• Extracted entries:
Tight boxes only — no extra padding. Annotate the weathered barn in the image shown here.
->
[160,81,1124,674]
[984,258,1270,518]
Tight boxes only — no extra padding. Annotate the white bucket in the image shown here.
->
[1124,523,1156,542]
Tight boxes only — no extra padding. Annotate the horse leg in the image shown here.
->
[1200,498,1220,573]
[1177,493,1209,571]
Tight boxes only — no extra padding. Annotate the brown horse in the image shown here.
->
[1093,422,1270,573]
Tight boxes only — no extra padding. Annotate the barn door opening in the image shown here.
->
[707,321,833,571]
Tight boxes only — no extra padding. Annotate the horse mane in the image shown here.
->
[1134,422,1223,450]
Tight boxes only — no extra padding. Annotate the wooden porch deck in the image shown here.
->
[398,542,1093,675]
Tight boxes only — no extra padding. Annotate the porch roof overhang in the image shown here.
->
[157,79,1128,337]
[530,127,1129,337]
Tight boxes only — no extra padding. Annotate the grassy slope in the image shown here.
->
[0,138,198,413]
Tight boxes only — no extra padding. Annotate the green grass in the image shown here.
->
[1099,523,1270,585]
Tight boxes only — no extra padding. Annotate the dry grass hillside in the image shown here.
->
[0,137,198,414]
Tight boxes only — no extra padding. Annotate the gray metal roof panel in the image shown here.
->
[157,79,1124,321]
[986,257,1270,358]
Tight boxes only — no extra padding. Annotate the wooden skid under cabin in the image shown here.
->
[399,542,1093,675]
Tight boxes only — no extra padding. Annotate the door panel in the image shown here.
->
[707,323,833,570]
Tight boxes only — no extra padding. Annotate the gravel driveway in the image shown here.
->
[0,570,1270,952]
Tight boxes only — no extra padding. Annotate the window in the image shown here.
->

• Set exercise: Can you edit the stretch from the line containing "Tight boxes only — no extra padding. Annotate the porch" through the line containing "[0,138,198,413]" so that "grassy slope" becomes "grassy hillside", leaving everything else unchanged, and return only those lines?

• The completed task:
Tight boxes only — no extra padding. Annotate the porch roof overhang in the image shown here.
->
[157,79,1128,337]
[530,127,1129,337]
Tight boxes only — no extra padding. Annotate the grassy hillside in the image shown here.
->
[0,138,198,413]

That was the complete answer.